(Point labeling data based on photos)
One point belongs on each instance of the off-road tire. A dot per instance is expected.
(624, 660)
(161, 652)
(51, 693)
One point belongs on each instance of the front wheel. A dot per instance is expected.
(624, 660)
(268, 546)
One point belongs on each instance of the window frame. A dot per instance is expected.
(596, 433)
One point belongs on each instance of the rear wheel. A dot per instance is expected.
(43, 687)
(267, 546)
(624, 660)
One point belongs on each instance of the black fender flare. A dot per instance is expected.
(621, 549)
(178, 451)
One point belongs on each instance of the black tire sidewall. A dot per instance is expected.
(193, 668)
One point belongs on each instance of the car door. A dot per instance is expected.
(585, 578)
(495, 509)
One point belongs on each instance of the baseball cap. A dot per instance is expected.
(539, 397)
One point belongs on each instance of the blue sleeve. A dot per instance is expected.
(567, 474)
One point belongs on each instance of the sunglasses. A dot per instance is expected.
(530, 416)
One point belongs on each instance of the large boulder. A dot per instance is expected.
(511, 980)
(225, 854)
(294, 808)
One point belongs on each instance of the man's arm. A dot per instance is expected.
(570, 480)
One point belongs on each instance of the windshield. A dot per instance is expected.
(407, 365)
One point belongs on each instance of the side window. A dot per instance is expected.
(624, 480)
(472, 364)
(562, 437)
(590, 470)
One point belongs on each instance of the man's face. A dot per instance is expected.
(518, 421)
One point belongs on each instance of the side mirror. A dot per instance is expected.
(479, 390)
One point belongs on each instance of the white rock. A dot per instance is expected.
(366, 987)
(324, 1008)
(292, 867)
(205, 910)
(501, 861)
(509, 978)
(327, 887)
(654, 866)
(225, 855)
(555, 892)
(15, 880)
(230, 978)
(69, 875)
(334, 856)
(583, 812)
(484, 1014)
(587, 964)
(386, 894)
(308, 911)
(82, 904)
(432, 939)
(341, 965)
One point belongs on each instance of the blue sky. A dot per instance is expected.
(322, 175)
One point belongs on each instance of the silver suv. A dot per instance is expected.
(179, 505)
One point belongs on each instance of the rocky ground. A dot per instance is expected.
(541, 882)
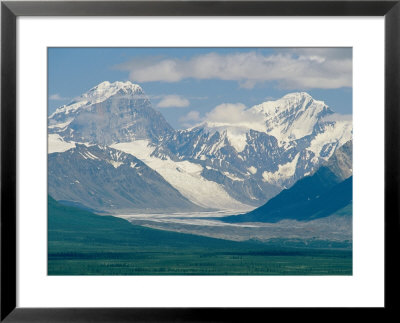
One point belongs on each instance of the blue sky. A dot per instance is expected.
(184, 84)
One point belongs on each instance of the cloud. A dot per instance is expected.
(57, 97)
(291, 68)
(338, 117)
(235, 114)
(173, 101)
(190, 119)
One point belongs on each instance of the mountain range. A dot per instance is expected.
(94, 141)
(328, 190)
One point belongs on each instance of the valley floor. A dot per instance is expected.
(333, 228)
(82, 243)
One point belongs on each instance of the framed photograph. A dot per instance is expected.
(198, 160)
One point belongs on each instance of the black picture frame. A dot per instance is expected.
(10, 10)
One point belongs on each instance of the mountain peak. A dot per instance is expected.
(100, 93)
(106, 89)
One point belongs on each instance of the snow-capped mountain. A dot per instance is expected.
(107, 179)
(254, 164)
(108, 113)
(214, 164)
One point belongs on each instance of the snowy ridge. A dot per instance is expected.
(293, 116)
(184, 176)
(98, 94)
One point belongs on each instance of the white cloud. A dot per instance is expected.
(190, 119)
(173, 101)
(291, 68)
(57, 97)
(235, 114)
(338, 117)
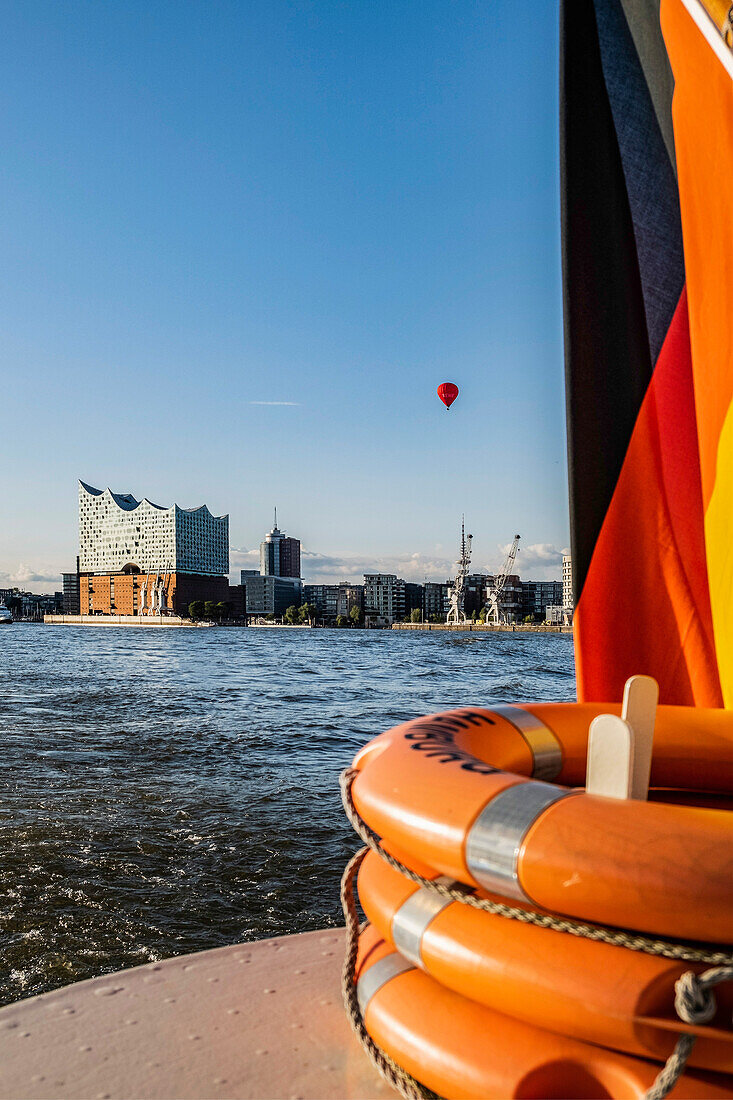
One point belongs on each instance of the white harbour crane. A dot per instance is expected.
(494, 594)
(457, 613)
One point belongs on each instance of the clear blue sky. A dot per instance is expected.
(337, 205)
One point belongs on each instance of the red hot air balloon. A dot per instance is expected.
(447, 393)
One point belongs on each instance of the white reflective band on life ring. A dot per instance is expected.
(372, 980)
(545, 747)
(494, 840)
(412, 919)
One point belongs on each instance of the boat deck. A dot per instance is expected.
(251, 1021)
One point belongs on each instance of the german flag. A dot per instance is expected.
(647, 255)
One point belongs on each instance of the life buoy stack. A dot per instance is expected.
(528, 938)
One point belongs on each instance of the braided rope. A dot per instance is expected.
(696, 1004)
(682, 953)
(397, 1077)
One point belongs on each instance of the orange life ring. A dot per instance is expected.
(580, 988)
(461, 1049)
(470, 793)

* **WRITTEN EXERCISE**: Rewrite the records from the line containing "One point belongs on each instance of the orange" through the end of the records, inclusive, keeping the request lines unchanged and shifting every answer coordinate by adding 96 to each number.

* **ANSWER FOR THE TASK**:
One point belongs on each instance of the orange life ring. A dot per instance is expected.
(676, 1084)
(557, 1145)
(566, 889)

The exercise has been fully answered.